## start Provided data
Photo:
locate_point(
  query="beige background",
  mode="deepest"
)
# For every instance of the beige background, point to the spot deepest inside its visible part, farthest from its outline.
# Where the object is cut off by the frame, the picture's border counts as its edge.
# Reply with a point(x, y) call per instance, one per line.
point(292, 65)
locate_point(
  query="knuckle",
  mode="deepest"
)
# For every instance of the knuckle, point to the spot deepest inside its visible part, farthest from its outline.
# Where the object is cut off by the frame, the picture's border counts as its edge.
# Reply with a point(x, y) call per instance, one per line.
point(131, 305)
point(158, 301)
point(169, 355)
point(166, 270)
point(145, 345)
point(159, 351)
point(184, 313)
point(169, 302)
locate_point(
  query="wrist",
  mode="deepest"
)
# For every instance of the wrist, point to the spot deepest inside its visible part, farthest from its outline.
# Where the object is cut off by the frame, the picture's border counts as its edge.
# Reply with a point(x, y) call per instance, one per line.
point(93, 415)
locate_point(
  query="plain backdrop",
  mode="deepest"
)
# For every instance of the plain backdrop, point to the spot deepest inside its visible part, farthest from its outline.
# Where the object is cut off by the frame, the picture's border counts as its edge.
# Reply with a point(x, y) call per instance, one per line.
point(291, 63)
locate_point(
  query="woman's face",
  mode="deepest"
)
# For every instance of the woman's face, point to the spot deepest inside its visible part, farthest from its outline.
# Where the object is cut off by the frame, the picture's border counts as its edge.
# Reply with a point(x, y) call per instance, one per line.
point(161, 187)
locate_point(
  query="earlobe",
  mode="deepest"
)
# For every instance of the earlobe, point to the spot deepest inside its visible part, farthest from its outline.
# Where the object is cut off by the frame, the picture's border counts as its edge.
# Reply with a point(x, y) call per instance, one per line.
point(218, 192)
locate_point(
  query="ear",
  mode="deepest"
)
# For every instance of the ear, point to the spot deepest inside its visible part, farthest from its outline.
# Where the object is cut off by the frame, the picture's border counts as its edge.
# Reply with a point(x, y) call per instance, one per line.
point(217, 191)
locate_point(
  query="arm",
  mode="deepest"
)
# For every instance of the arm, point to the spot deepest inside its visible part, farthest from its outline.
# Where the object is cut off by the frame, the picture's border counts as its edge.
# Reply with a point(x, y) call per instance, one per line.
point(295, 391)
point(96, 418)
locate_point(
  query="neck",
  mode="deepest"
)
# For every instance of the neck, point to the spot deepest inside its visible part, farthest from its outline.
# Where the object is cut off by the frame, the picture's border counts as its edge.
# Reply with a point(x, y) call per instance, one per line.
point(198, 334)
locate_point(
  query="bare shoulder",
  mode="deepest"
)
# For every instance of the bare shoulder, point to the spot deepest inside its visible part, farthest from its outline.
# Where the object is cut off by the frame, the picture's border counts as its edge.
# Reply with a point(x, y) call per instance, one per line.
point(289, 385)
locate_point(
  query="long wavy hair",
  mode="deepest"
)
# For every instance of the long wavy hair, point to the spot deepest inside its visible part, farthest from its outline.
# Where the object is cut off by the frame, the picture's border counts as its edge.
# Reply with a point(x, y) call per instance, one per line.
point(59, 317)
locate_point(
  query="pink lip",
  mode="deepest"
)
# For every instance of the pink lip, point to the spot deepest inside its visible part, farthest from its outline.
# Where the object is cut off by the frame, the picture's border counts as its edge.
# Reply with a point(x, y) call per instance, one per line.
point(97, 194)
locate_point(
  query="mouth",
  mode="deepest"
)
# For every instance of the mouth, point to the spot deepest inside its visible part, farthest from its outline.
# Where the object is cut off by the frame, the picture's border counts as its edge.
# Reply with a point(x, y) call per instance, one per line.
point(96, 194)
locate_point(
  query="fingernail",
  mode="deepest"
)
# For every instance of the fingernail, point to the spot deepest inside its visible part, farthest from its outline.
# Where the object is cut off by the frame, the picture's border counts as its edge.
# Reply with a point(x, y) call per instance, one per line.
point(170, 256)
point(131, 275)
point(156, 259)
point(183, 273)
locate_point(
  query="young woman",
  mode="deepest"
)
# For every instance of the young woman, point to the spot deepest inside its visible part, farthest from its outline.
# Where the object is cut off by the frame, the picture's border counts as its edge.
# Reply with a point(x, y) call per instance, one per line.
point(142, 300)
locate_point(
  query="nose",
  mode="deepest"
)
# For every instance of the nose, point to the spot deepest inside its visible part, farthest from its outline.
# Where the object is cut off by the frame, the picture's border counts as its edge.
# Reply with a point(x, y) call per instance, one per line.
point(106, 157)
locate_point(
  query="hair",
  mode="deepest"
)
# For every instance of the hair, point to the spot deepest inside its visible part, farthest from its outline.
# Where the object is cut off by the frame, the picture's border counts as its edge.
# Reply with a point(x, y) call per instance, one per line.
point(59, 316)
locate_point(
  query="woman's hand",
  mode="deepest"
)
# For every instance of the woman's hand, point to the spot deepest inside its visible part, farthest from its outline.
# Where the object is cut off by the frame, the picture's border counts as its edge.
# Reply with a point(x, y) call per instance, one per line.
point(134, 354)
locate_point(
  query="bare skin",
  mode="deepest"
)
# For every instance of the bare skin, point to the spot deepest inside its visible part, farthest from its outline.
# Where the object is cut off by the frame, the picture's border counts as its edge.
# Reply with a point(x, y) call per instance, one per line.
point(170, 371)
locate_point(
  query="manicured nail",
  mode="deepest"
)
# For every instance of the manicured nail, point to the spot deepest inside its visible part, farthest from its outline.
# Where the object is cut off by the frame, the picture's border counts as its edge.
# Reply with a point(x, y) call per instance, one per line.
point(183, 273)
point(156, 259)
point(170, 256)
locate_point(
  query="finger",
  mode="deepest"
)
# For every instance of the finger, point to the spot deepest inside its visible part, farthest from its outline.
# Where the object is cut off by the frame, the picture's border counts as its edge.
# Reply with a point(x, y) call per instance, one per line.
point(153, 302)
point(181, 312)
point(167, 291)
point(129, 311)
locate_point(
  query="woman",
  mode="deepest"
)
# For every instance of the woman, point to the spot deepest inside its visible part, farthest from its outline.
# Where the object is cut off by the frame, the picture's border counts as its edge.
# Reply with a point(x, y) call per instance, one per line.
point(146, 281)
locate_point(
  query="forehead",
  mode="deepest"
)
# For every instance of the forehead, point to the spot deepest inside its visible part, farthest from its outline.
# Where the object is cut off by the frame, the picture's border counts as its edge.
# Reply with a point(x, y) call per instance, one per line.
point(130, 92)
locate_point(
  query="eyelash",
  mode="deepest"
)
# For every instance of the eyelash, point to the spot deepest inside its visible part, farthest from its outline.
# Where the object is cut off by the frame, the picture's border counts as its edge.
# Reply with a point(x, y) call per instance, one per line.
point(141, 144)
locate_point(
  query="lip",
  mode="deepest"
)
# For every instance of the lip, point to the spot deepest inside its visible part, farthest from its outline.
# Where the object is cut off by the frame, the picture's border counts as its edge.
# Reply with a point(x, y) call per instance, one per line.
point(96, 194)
## end Provided data
Task to complete:
Locate every line in the entries above that contains the word "backdrop", and copy each of those lines.

Expected output:
  query="plain backdrop",
# For every instance of the plain backdrop, point to the spot deepest inside its visible part, farthest from its outline.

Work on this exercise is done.